TEXTO:
───

Em qualquer roda de conversa, encontramos pelo menos uma pessoa a qual se intitula perfeccionista e acredita que esse termo seja algo benéfico, sinônimo de algo positivo. Para quem assim o faz, será que há motivos reais para se orgulhar dessa característica?
Há uma confusão quando o assunto é perfeccionismo, porque, na verdade, existem três formas de ele se manifestar: o autodirigido, quando a cobrança parte de alguém para si mesmo; o prescrito pela sociedade, cuja expectativa parte de alguém para outra pessoa; e o de si dirigido aos outros, no qual há um julgamento nosso para com os outros, baseado em nossas expectativas.
Além disso, podemos dividi-lo em duas categorias: no autoadaptativo, a exigência de alcançar objetivos é realista, e o nível de autocrítica é equilibrado, caso não se alcance o resultado almejado. O indivíduo tem facilidade de aceitar as adversidades e procura reavaliar o motivo pelo qual não conseguiu êxito, utilizando como sua motivação o foco no resultado.
Já o contrário trata-se do mal-adaptativo. Nele, o indivíduo se frustra com frequência e, mesmo que alcance a vitória, não se sente satisfeito. Nessa situação, a pessoa é motivada pelo medo do erro, tem dificuldades para se adaptar às novas situações e para readequar suas expectativas – ou seja, cria-se um padrão de exigência irreal, uma expectativa aquém do que se pode entregar, gerando-se uma frustração absurda em quem convive com esse sentimento. Assim, percebemos a importância em identificar que tipo de característica nos acompanha (a que nos auxilia ou a que nos destrói).
A exemplo disso, cito a história de Maria: advogada, mãe de duas filhas, já tem os três anos de prática jurídica e sonha em ser Juíza. É, em sua essência, perfeccionista. Sua rotina é milimetricamente calculada e, ainda que tenha babá para cuidar das crianças e estagiária para auxiliá-la no escritório, tem dificuldade de confiar em outras pessoas. Confia mesmo é em si: sua competência, sua agenda e suas anotações. Casada com João, divide-se entre o escritório, a casa e os estudos, e tem dificuldade de se desvincular desses títulos, de delegar suas funções.
Como a vida não tem roteiro, ocorre uma série de imprevistos todos os dias, e Maria tem extrema dificuldade de lidar com isso. Sofre com crises seríssimas de ansiedade e, inconscientemente, com sua mania de se apegar ao detalhe, quando algo sai do previsto, sente-se paralisada com relação às demais atividades que precisa fazer, transformando sua proatividade em procrastinação. Em sua cabeça, se algo não deu certo, todo o restante não faz mais sentindo, ocasionado um ciclo vicioso de frustração e afastamento de seu objetivo.

───

REGISTROS:

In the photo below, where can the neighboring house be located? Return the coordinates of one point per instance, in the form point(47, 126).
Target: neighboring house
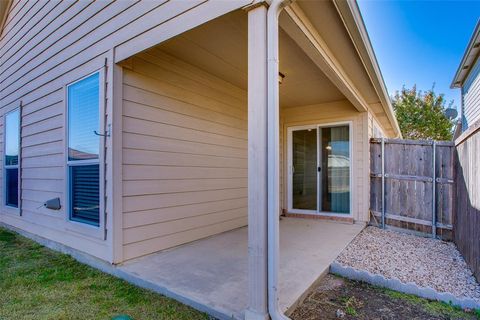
point(134, 115)
point(467, 78)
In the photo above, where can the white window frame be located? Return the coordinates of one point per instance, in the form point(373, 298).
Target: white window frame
point(290, 171)
point(8, 208)
point(73, 225)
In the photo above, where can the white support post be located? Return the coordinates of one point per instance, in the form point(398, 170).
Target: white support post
point(257, 165)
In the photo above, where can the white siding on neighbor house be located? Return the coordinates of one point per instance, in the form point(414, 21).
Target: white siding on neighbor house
point(471, 97)
point(184, 154)
point(330, 113)
point(44, 46)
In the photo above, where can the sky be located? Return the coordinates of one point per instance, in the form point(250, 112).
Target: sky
point(420, 42)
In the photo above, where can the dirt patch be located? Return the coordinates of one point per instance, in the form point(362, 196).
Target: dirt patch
point(338, 298)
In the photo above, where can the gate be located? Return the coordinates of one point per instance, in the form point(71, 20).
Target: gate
point(412, 186)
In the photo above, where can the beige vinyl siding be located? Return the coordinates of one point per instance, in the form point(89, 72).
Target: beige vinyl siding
point(330, 113)
point(44, 46)
point(471, 96)
point(184, 154)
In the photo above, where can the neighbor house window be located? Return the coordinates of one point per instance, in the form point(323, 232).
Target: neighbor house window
point(83, 101)
point(12, 147)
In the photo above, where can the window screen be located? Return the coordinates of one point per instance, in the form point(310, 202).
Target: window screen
point(12, 144)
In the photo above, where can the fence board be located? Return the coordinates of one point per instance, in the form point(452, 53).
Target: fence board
point(409, 183)
point(466, 219)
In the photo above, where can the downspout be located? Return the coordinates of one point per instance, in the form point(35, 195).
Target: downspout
point(273, 142)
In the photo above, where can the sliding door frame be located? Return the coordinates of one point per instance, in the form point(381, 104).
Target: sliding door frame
point(289, 175)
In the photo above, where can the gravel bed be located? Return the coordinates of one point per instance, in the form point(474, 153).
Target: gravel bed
point(423, 261)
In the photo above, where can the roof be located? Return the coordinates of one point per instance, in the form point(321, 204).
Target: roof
point(353, 19)
point(469, 57)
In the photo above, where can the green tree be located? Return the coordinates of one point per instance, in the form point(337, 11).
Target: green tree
point(421, 115)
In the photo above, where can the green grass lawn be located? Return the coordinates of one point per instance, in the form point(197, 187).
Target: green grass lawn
point(38, 283)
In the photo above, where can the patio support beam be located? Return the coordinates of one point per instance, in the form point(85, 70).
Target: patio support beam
point(257, 164)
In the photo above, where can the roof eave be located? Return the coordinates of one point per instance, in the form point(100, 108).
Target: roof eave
point(350, 12)
point(463, 69)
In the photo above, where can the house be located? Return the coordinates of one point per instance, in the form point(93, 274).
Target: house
point(134, 127)
point(467, 78)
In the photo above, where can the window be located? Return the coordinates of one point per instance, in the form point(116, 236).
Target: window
point(12, 147)
point(83, 102)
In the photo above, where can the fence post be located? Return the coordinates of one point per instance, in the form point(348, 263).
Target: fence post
point(383, 182)
point(434, 190)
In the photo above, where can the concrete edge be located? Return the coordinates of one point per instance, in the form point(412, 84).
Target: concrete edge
point(108, 268)
point(305, 294)
point(397, 285)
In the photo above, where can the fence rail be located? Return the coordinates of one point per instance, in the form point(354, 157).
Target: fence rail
point(412, 186)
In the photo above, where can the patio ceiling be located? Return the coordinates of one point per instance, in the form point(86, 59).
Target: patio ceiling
point(220, 47)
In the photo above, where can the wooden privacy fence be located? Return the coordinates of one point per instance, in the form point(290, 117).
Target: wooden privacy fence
point(412, 186)
point(466, 220)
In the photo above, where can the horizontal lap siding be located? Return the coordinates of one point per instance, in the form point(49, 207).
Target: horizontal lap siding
point(330, 113)
point(44, 46)
point(184, 154)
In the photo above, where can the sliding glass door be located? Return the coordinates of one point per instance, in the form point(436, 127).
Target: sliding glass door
point(320, 169)
point(304, 177)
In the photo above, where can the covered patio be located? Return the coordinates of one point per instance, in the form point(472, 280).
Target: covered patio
point(211, 162)
point(212, 274)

───

ENUNCIADO:
Segundo o texto sobre perfeccionismo, quais são as duas categorias em que ele pode ser dividido? Responda, por favor, com os nomes delas.

RESPOSTA:
Autoadaptativo e mal-adaptativo.